### Source text
====================

3. John Coulter in The Daily Telegraph

on the passing of an Irish political heavyweight

John Hume gave true meaning to the idea of ‘sharing’ in Irish power-sharing

“John Hume, the icon of moderate nationalism in Ireland, will be remembered as one of the key architects of the Irish peace process, and especially the 1998 Good Friday Agreement. It was not a case of him taking gung-ho political risks which marked him out and earned him a Nobel Peace Prize, but his steadfast ability to put principle before party. Coming from the Catholic part of Londonderry, Hume initially got involved with the Civil Rights Movement in the 1960s before Northern Ireland literally exploded into decades of sectarian violence. Politically, he recognised that if change was to come to Northern Irish politics, that vehicle could no longer be either the Stormont-based Irish Nationalist Party or the soft-socialist Northern Ireland Labour Party. Along with the late Republican Labour MP, Gerry Fitt - later Lord Fitt - he established the moderate nationalist movement, the Social Democratic and Labour Party (SDLP). Within years, it was to become the majority voice within Northern nationalism.”

4. Jamelle Bouie in The New York Times

on government of the minority, chosen by a minority

Trump Doesn’t Need the Most Votes. What if He Doesn’t Even Want Them?

====================

### Listed records
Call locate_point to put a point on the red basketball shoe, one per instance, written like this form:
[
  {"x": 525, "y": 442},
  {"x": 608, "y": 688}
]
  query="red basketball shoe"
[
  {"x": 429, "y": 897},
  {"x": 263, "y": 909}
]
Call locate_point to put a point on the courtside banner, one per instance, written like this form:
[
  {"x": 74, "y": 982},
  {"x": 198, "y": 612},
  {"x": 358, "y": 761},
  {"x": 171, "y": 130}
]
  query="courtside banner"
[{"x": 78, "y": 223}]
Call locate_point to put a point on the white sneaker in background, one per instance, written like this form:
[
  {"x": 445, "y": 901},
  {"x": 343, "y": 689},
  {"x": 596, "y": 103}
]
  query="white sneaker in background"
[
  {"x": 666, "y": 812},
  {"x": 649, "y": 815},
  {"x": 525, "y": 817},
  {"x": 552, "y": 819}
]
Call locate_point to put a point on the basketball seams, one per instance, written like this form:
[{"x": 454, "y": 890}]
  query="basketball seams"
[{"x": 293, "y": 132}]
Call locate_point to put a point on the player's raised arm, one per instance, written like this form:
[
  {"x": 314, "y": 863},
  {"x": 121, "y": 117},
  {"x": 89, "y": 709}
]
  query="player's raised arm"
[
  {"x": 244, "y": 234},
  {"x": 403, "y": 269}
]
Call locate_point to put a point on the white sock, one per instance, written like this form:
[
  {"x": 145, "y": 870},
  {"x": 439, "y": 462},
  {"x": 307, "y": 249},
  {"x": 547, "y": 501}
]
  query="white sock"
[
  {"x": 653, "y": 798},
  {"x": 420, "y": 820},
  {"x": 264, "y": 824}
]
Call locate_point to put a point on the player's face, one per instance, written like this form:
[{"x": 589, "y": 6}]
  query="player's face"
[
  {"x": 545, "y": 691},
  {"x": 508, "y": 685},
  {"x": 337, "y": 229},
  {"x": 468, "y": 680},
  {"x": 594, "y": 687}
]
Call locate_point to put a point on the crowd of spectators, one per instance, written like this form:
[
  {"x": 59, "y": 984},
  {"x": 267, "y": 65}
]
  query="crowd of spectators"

====================

### Exercise
Could you return the opinion excerpt verbatim from "4. Jamelle Bouie" up to and including "Even Want Them?"?

### Task result
4. Jamelle Bouie in The New York Times

on government of the minority, chosen by a minority

Trump Doesn’t Need the Most Votes. What if He Doesn’t Even Want Them?